§ Text segment:
┄┄┄┄┄┄

Background Multifocal epithelial hyperplasia is a pathology of the oral mucosa which has been reported in diverse ethnic groups. Human papillomavirus (HPV) types 13 and 32 DNA has been detected in these lesions. The aims of this paper are to describe the epidemiological and clinical characteristics of an outbreak in a rural community in the Mayan area of Mexico and to identify a possible route of transmission through saliva.
Methods A cross-sectional study was conducted in Chemax (Yucatan, Mexico). Clinical and epidemiological data were obtained through direct interviews. Samples of oral cells and saliva were taken. HPV 13 and 32 were identified by polymerase chain reaction using specific primers.
Results A total of 57 patients were studied, of whom 79.1% were aged <15 years, 38.6% were male, and 61.3% were female. The duration of lesions ranged from one month to 50 years. Lesions were located on the lips, jugal mucosa, and more frequently, the tongue. HPV 13 was found in all the patients and HPV 32 in none. A total of 42 saliva samples were positive for HPV 13.
Conclusions Human papillomavirus type 13 is involved in multifocal epithelial hyperplasia among the Mexican Mayan population. The presence of HPV 13 in cells from saliva, combined with poor hygiene behaviors, may explain the familial distribution of the pathology.

┄┄┄┄┄┄

According to the abstract on multifocal epithelial hyperplasia, where were lesions most frequently located? The entries that follow the abstract are separate material and unrelated to it.

§ Data provided:
┄┄┄┄┄┄

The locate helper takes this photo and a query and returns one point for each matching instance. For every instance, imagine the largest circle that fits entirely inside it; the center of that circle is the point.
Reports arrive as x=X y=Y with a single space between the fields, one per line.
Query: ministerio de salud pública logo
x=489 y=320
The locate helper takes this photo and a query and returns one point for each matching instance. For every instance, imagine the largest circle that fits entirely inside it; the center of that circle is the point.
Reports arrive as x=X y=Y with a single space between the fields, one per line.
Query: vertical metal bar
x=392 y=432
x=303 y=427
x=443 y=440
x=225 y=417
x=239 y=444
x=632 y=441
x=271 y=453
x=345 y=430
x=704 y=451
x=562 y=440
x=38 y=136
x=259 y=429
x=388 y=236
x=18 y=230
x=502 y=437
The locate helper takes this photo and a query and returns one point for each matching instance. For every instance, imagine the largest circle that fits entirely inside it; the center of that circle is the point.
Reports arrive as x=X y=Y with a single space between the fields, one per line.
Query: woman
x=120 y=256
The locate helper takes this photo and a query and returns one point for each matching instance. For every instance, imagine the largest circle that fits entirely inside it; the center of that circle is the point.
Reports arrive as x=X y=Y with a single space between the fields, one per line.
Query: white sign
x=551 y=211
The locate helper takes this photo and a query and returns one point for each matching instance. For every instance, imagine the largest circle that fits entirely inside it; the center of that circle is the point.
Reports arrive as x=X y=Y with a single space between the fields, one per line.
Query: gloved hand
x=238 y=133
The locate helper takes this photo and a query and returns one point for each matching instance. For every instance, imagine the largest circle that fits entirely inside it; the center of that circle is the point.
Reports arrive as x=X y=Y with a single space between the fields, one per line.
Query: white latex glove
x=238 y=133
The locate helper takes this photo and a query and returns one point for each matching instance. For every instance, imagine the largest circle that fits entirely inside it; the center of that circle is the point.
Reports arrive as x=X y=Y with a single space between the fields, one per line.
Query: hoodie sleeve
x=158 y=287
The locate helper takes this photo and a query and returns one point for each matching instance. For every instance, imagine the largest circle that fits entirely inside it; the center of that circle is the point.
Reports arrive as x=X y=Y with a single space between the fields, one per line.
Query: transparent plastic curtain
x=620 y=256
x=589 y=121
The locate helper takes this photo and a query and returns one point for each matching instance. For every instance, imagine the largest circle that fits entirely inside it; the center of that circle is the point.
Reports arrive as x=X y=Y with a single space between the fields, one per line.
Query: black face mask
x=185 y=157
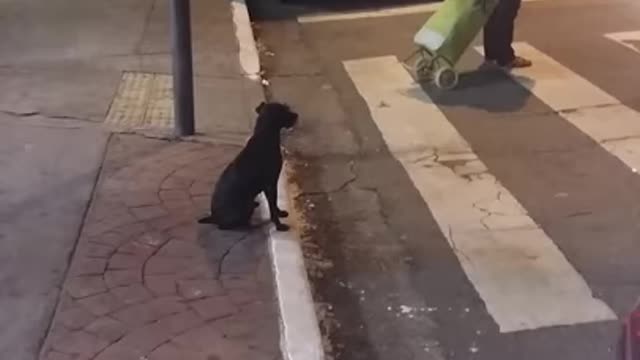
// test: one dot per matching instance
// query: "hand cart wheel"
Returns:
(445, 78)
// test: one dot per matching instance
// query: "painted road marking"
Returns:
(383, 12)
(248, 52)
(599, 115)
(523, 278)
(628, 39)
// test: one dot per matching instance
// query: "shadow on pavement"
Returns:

┄┄┄┄┄┄

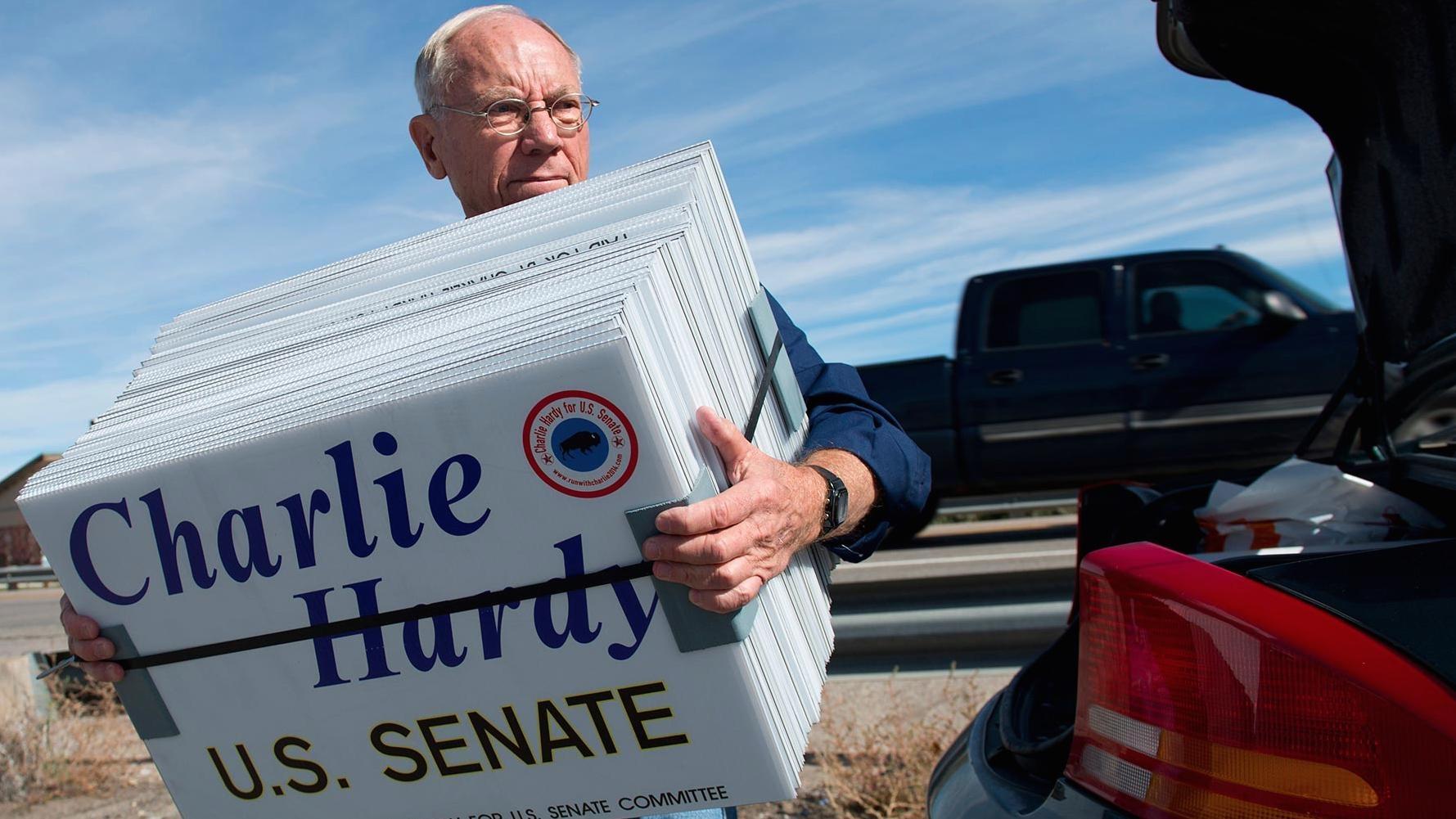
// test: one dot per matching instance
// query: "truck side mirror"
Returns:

┄┄┄┄┄┄

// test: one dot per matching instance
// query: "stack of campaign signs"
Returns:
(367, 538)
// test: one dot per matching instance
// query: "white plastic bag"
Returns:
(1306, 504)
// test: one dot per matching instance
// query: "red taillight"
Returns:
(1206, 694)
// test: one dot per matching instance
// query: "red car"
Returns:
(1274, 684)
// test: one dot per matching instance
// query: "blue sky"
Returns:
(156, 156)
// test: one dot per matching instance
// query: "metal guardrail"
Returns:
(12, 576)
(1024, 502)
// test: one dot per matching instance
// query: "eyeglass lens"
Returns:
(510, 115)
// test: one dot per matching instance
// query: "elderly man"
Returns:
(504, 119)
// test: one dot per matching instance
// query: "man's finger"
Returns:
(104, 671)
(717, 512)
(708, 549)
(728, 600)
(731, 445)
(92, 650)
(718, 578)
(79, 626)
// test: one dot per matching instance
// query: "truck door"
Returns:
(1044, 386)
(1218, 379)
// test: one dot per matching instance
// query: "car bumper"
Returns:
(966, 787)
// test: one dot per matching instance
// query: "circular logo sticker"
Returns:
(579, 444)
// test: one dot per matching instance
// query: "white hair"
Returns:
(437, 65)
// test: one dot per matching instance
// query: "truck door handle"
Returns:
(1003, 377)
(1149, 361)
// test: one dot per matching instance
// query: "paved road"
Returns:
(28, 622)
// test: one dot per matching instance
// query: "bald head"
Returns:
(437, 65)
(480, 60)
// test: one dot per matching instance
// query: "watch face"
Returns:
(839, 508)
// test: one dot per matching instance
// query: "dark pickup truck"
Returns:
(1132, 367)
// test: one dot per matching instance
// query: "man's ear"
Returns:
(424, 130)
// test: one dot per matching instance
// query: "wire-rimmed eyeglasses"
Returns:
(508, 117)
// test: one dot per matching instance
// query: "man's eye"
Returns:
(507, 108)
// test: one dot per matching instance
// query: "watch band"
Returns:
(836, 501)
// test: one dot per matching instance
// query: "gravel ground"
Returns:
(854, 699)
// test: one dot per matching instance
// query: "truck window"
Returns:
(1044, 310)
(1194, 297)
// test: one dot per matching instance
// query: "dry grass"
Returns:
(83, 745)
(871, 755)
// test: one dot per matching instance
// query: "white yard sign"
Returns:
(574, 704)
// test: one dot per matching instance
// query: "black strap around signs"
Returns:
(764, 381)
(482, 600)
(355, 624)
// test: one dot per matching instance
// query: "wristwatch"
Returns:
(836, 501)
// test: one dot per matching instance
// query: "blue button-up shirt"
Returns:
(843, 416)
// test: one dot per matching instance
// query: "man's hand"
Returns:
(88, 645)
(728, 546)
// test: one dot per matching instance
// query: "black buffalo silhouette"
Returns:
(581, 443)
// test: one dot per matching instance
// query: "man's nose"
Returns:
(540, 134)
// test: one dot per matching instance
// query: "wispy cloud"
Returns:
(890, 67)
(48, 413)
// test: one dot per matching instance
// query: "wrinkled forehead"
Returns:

┄┄┄┄┄┄

§ Output for this task: On the tongue.